Page text Start Marker

Dassault Mirage III Australian procurement was a transaction between the French and Australian governments which led to the procurement of the French designed delta wing jet aircraft, the Mirage III, for the Royal Australian Air Force (RAAF). In the late 1950s the Australian government announced its intention to modernize its air force with state of the art technology. The French manufacturing company Dassault won the bid over the American Lockheed when the Australian government agreed to buy over 100 Mirages at an estimated cost of AUS$193.7 million in the early 1960s.

The deal made Australia the second export customer for the Mirage III after Israel.

Page text End Marker
Extracted entries Start Marker

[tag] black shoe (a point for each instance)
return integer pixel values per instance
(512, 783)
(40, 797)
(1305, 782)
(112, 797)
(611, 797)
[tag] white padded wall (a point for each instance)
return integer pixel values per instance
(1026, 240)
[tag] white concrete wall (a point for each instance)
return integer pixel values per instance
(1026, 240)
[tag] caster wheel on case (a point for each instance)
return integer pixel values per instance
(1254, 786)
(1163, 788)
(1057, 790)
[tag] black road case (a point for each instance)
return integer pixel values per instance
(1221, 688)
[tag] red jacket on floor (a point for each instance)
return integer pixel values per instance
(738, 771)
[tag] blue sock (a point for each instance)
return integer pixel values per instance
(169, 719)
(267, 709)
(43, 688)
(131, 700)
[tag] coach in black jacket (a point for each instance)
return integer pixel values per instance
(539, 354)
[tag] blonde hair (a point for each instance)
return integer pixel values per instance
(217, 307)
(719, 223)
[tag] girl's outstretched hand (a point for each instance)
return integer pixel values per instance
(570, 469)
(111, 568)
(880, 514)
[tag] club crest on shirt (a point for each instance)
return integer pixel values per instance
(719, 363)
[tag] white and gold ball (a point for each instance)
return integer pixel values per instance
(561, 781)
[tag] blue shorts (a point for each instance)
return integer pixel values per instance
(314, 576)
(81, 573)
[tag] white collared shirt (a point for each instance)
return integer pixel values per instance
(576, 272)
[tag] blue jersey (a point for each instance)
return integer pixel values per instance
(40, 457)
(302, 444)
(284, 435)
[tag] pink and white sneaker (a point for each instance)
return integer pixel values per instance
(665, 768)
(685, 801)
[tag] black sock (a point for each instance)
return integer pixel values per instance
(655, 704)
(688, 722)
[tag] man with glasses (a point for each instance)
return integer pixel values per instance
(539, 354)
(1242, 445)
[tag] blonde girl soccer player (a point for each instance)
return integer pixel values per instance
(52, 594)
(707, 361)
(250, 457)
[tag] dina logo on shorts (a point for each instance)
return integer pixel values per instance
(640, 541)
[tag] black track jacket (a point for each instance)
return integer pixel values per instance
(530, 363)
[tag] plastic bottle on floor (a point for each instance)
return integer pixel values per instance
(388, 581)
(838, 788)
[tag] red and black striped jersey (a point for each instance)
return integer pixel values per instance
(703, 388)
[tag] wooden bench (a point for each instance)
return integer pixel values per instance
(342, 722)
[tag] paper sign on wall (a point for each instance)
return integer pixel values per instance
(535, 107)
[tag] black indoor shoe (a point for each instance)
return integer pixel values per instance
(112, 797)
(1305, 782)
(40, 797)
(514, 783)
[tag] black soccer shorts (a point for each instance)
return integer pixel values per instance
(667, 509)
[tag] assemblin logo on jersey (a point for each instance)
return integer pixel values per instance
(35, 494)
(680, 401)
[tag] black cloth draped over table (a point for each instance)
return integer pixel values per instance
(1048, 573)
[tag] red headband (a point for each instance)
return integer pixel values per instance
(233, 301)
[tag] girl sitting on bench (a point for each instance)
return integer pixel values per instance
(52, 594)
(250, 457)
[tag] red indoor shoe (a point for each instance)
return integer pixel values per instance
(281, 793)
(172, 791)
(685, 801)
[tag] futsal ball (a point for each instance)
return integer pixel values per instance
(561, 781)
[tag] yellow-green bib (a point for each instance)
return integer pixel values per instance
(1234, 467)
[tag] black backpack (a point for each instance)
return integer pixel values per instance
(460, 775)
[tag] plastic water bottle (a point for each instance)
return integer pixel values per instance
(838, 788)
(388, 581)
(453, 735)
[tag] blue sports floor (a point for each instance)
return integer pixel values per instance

Extracted entries End Marker

Parts of the exercise:
(a) Answer these questions from the passage on the Mirage III procurement.
(i) Which American company lost the bid to Dassault?
(ii) What was the estimated cost of the Mirages Australia agreed to buy?
(iii) Which country was the first export customer for the Mirage III?
(b) Rewrite the stretch of the passage on the Mirage III procurement from "Dassault Mirage III" through "the early 1960s.", putting "Northrop" in place of "Lockheed".
(c) Say whether each statement agrees with the passage on the Mirage III procurement, and quote the words that decide it.
(i) Australia agreed to buy fewer than 50 Mirages.
(ii) The Mirage III is a delta wing jet aircraft.
(iii) Australia was the first export customer for the Mirage III.

Answers to the tasks:
(a)
(i) Lockheed
(ii) AUS$193.7 million
(iii) Israel

(b)
Dassault Mirage III Australian procurement was a transaction between the French and Australian governments which led to the procurement of the French designed delta wing jet aircraft, the Mirage III, for the Royal Australian Air Force (RAAF). In the late 1950s the Australian government announced its intention to modernize its air force with state of the art technology. The French manufacturing company Dassault won the bid over the American Northrop when the Australian government agreed to buy over 100 Mirages at an estimated cost of AUS$193.7 million in the early 1960s.

(c)
(i) No: "buy over 100 Mirages"
(ii) Yes: "the French designed delta wing jet aircraft, the Mirage III"
(iii) No: "the second export customer for the Mirage III after Israel"